Source records
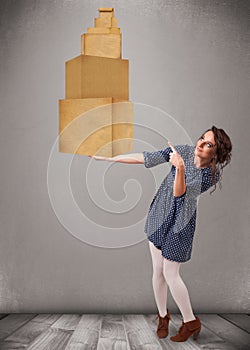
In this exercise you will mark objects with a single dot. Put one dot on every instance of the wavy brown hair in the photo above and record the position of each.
(223, 153)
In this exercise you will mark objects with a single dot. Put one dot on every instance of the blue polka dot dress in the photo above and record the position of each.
(171, 220)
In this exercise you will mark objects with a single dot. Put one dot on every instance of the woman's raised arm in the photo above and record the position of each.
(132, 158)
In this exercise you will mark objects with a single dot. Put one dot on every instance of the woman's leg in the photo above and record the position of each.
(178, 289)
(158, 280)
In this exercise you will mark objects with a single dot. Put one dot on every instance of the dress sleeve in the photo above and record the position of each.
(158, 157)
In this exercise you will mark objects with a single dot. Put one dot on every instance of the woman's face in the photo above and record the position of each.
(205, 146)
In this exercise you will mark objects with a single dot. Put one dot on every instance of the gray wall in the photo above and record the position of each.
(188, 59)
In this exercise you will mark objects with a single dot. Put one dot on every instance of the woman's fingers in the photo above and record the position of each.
(98, 157)
(172, 147)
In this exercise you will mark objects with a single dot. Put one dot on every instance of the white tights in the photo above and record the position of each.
(166, 274)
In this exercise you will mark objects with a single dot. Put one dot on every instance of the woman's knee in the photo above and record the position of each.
(171, 271)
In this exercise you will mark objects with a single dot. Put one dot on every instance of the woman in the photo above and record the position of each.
(171, 219)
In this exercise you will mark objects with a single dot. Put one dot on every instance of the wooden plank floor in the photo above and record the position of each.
(118, 332)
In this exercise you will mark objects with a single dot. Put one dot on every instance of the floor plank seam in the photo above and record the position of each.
(238, 326)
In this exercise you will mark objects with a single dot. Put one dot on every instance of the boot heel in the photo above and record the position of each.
(196, 334)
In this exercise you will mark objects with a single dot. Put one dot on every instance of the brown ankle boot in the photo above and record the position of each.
(162, 329)
(187, 329)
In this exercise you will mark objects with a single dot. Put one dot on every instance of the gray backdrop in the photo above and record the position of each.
(188, 59)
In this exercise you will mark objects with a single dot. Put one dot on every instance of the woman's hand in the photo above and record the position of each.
(100, 158)
(175, 158)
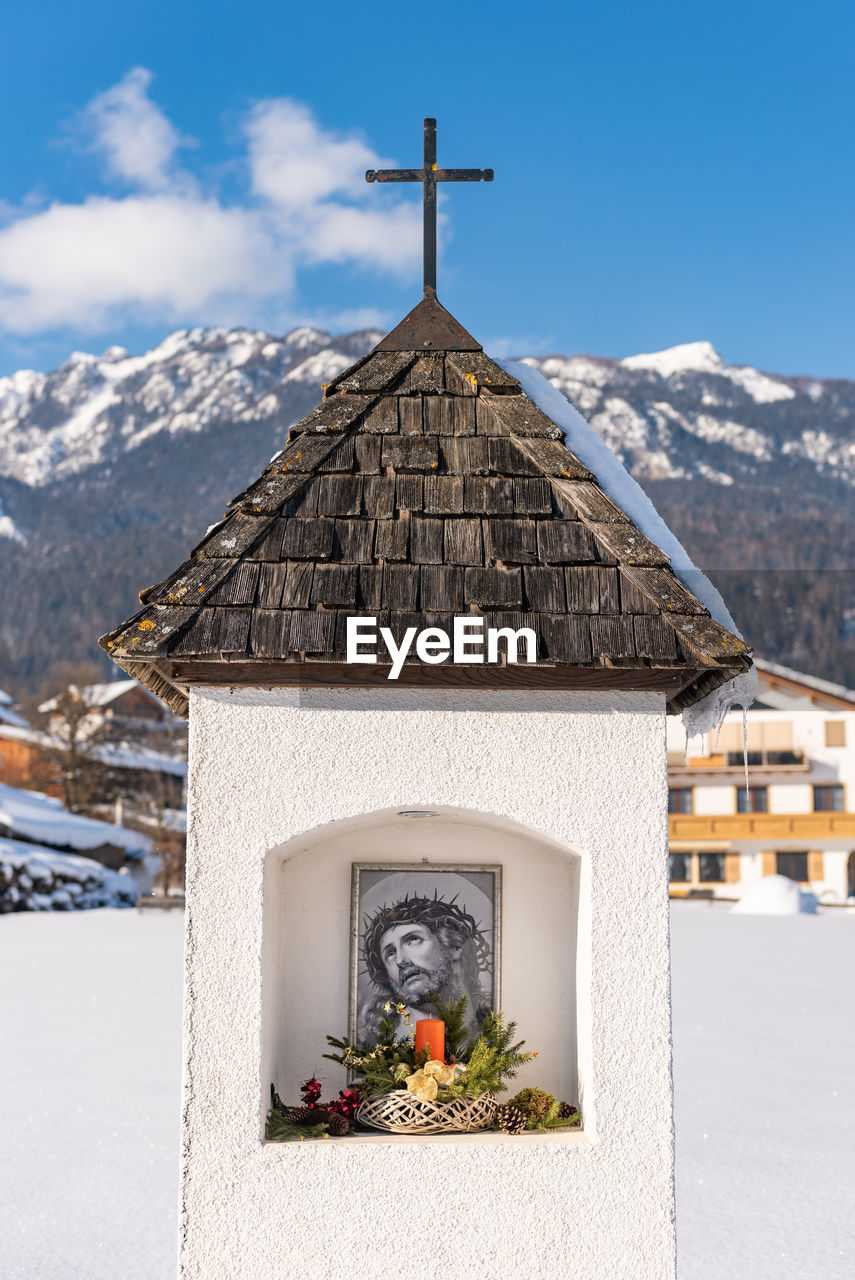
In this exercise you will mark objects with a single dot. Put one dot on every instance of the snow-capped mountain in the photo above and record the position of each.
(673, 414)
(96, 407)
(111, 465)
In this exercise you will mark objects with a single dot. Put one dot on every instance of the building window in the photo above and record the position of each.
(768, 759)
(680, 800)
(680, 868)
(792, 865)
(828, 799)
(754, 800)
(712, 868)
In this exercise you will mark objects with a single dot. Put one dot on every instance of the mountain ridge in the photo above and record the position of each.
(113, 465)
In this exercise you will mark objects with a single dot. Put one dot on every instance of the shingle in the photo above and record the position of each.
(443, 494)
(627, 544)
(463, 542)
(410, 492)
(511, 540)
(334, 585)
(410, 417)
(296, 590)
(497, 415)
(664, 589)
(238, 588)
(489, 496)
(383, 417)
(370, 586)
(442, 588)
(426, 375)
(378, 497)
(591, 590)
(401, 586)
(392, 539)
(494, 588)
(533, 497)
(544, 589)
(366, 452)
(271, 579)
(307, 539)
(353, 540)
(339, 496)
(567, 639)
(375, 373)
(426, 539)
(269, 548)
(563, 542)
(269, 632)
(508, 458)
(612, 638)
(411, 452)
(311, 631)
(654, 638)
(472, 368)
(334, 414)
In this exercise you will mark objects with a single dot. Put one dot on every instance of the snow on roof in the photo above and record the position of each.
(44, 819)
(10, 718)
(630, 497)
(122, 755)
(100, 695)
(118, 755)
(799, 677)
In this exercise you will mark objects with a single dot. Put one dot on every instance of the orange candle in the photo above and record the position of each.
(430, 1034)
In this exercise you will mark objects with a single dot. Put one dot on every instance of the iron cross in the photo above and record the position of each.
(430, 176)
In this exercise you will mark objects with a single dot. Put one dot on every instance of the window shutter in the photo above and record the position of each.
(728, 740)
(777, 736)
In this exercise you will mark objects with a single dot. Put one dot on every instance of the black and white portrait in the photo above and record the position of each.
(419, 929)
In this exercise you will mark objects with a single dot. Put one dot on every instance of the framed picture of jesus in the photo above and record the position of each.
(417, 929)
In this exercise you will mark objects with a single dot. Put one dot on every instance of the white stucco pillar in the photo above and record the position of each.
(271, 775)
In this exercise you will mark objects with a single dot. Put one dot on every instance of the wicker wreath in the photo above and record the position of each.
(402, 1111)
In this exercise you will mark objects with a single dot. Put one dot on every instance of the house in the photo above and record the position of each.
(796, 817)
(120, 703)
(430, 494)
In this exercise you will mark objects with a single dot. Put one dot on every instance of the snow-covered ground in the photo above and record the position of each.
(764, 1057)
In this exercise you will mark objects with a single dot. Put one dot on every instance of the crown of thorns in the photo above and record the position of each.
(438, 914)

▶ _SET TASK_: Convert the lines above into a JSON list of strings with one string per line, skipping any blank lines. Leave the pictures out.

▶ _WRITTEN SOLUTION_:
[
  "In this exercise you will mark objects with a single dot. Put one dot on every instance of the wavy brown hair in the photo above and record the position of each.",
  "(223, 153)",
  "In this exercise you will mark objects with a single dot. Put one dot on every instance of the blue polka dot dress in the photo above and record the position of each.",
  "(171, 220)",
  "In this exercise you will mark objects with a single dot. Put one dot on every instance of the woman's raised arm in the photo above and record the position of each.",
  "(132, 158)",
  "In this exercise you will mark objects with a single dot. Put one dot on every instance of the woman's leg in the photo above and record the position of each.",
  "(178, 289)",
  "(158, 280)",
  "In this exercise you will mark objects with a single dot. Put one dot on every instance of the dress sleeve in the photo above and record the position of each.",
  "(158, 157)",
  "In this exercise you will mark objects with a single dot. Put one dot on every instance of the woman's face in the photo above and record the position of each.",
  "(205, 146)",
  "In this exercise you will mark objects with a single dot. Put one dot on every instance of the gray wall in the photo above and record the position of each.",
  "(188, 59)",
  "In this exercise you will mark objects with a single dot. Put one dot on every instance of the woman's fingers in the photo above and record the position of each.",
  "(98, 157)",
  "(172, 147)",
  "In this exercise you will mark objects with a single dot. Put one dot on every instance of the white tights in the photo above and record the position of each.",
  "(166, 274)",
  "In this exercise you will mark objects with a single dot. Put one dot on every instance of the woman's knee in the photo above and record the position of each.",
  "(171, 271)",
  "In this exercise you will mark objects with a single dot. Put one dot on every instance of the woman in the photo above and record the position of each.",
  "(171, 219)",
  "In this exercise you will mark objects with a single dot. Put one dot on every instance of the wooden plank floor in the photo above and record the position of each.",
  "(118, 332)",
  "In this exercise you will mark objects with a single dot. Put one dot on every instance of the floor plank seam in the photo above and record the position of each.",
  "(238, 326)",
  "In this exercise you will mark objects with a single dot. Put one dot on every instance of the boot heel in the photo above and record the position of each.",
  "(196, 334)",
  "In this exercise you will mark objects with a single dot. Put one dot on every instance of the brown ankle boot in the photo above and record the position of each.",
  "(162, 329)",
  "(187, 329)",
  "In this exercise you will mark objects with a single dot. Put one dot on every instance of the gray backdrop in the photo above and record the position of each.",
  "(188, 59)",
  "In this exercise you will mark objects with a single dot. Put one dot on every instance of the woman's hand in the photo above and record the position of each.",
  "(100, 158)",
  "(175, 158)",
  "In this exercise you will mark objects with a single dot. Put one dot on every instance of the snow-capped mountain in the photo above and record the position of each.",
  "(673, 414)",
  "(96, 407)",
  "(111, 465)",
  "In this exercise you will mark objects with a single dot. Put one dot on every instance of the building window in the photo above and record the position of each.",
  "(768, 759)",
  "(680, 800)",
  "(680, 868)",
  "(792, 865)",
  "(828, 799)",
  "(754, 800)",
  "(712, 868)",
  "In this exercise you will mark objects with a single dot. Put one dot on every instance of the mountain ridge in the photo above and record the position of each.",
  "(113, 465)",
  "In this exercise you will mark objects with a single dot. Put one dot on every instance of the shingle in the photo above and record the position of each.",
  "(443, 494)",
  "(627, 544)",
  "(463, 542)",
  "(410, 492)",
  "(511, 540)",
  "(334, 585)",
  "(410, 417)",
  "(296, 590)",
  "(497, 415)",
  "(664, 589)",
  "(238, 588)",
  "(489, 496)",
  "(383, 417)",
  "(370, 586)",
  "(442, 588)",
  "(426, 375)",
  "(378, 497)",
  "(591, 590)",
  "(401, 586)",
  "(392, 539)",
  "(494, 588)",
  "(533, 497)",
  "(544, 589)",
  "(366, 452)",
  "(271, 579)",
  "(307, 539)",
  "(353, 540)",
  "(339, 496)",
  "(567, 639)",
  "(375, 373)",
  "(426, 539)",
  "(269, 548)",
  "(563, 542)",
  "(269, 632)",
  "(508, 458)",
  "(612, 638)",
  "(411, 452)",
  "(311, 631)",
  "(654, 638)",
  "(472, 368)",
  "(334, 414)",
  "In this exercise you will mark objects with a single dot. Put one dot on every instance of the snow on roof in the photo above and record the position of each.",
  "(44, 819)",
  "(10, 718)",
  "(630, 497)",
  "(122, 755)",
  "(100, 695)",
  "(118, 755)",
  "(799, 677)",
  "In this exercise you will mark objects with a single dot. Put one dot on every instance of the orange candle in the photo above and record the position of each.",
  "(430, 1034)",
  "In this exercise you will mark objects with a single dot. Put one dot on every instance of the iron cross in the photo above and record the position of each.",
  "(430, 176)",
  "In this exercise you will mark objects with a single dot. Put one dot on every instance of the window shutter in the photo above and record the position of each.",
  "(728, 740)",
  "(777, 736)",
  "In this exercise you will mark objects with a single dot. Put one dot on every instance of the black and white portrait in the photo above and record the position of each.",
  "(419, 929)",
  "In this exercise you will mark objects with a single dot. Put one dot on every instance of the framed picture of jesus in the photo above and record the position of each.",
  "(417, 929)",
  "In this exercise you will mark objects with a single dot. Put one dot on every instance of the white stucco pillar in the photo above and record the position of each.",
  "(271, 775)",
  "In this exercise you will mark objects with a single dot. Put one dot on every instance of the wicker wreath in the photo above and record the position of each.",
  "(402, 1111)",
  "In this exercise you will mark objects with a single dot. Put one dot on every instance of the house in the photo above and record the position of each.",
  "(796, 817)",
  "(120, 703)",
  "(430, 494)",
  "In this exercise you will mark objects with a single dot. Put one dot on every instance of the snow-covered ground in the photo above and record the position of each.",
  "(764, 1057)",
  "In this exercise you will mark objects with a single dot. Put one dot on every instance of the crown of thorns in the photo above and record the position of each.",
  "(438, 914)"
]